Objective:
From the first line of the data through the line that contains "x=204, y=214", copy every line. Multiply only the answer coordinates by 2.25 and round them to whole numbers, halves up, but leave the sample coordinates in the other lines as they are.

[start]

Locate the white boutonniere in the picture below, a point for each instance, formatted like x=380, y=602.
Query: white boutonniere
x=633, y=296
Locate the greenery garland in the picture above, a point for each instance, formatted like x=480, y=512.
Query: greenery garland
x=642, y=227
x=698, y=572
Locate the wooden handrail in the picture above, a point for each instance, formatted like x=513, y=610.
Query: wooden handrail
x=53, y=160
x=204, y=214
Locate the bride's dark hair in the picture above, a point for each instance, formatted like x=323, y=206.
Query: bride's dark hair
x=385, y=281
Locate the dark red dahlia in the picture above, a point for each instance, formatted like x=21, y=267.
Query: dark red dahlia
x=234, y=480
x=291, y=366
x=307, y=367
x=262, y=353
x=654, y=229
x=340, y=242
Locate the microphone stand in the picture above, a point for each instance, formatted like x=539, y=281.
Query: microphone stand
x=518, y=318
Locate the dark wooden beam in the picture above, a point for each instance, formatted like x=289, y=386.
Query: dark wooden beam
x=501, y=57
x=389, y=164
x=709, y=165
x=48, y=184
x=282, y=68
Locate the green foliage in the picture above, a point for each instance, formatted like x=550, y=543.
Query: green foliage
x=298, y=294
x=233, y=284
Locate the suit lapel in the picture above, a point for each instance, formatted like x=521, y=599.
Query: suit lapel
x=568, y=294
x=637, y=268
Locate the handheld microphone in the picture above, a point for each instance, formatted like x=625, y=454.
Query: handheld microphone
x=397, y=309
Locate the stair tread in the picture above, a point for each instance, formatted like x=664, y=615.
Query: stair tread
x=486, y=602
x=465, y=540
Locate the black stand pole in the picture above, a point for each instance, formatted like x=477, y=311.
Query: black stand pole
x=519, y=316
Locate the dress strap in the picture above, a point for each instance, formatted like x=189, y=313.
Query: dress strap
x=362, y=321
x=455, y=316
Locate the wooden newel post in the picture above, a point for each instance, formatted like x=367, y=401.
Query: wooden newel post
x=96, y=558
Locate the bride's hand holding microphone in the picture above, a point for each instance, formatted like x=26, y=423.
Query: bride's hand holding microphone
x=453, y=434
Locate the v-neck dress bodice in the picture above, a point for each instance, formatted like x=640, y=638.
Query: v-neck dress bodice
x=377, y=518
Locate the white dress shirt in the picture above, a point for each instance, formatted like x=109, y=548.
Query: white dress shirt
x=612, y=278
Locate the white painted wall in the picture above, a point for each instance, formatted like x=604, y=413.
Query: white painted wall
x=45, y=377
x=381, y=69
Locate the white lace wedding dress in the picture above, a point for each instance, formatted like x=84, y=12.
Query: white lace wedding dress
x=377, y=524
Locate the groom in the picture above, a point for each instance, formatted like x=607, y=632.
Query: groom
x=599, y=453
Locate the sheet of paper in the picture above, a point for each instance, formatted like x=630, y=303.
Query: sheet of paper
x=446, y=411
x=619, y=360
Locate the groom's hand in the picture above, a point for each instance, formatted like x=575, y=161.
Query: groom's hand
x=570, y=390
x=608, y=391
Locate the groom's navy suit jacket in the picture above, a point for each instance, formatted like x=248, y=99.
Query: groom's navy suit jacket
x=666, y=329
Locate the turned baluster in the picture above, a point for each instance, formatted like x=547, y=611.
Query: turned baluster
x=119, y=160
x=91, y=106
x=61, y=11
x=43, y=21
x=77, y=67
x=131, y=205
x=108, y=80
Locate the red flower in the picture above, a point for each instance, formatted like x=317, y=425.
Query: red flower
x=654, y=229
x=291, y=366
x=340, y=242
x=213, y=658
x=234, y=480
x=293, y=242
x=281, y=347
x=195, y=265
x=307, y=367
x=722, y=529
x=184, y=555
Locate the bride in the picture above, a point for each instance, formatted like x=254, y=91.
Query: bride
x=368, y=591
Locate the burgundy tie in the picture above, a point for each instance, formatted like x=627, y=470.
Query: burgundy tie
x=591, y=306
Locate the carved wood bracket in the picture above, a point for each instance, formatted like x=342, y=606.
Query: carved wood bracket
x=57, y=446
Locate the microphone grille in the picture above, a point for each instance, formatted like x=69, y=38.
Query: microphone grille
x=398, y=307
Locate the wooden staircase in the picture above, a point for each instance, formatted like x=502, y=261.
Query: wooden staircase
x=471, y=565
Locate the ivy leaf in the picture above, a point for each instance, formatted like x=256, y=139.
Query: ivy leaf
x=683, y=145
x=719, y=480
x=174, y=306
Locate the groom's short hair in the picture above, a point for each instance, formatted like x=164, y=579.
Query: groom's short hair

[end]

Problem solution:
Locate the white boutonniere in the picture below, a point for each instance, formatted like x=380, y=602.
Query: white boutonniere
x=1424, y=666
Locate the greenery garland in the picture above, a point for each instance, formatted like x=480, y=512.
Query: greenery garland
x=1445, y=511
x=1571, y=1287
Locate the wooden handrail in the picture above, a point for each instance, formatted like x=513, y=610.
Query: wooden handrail
x=119, y=360
x=459, y=482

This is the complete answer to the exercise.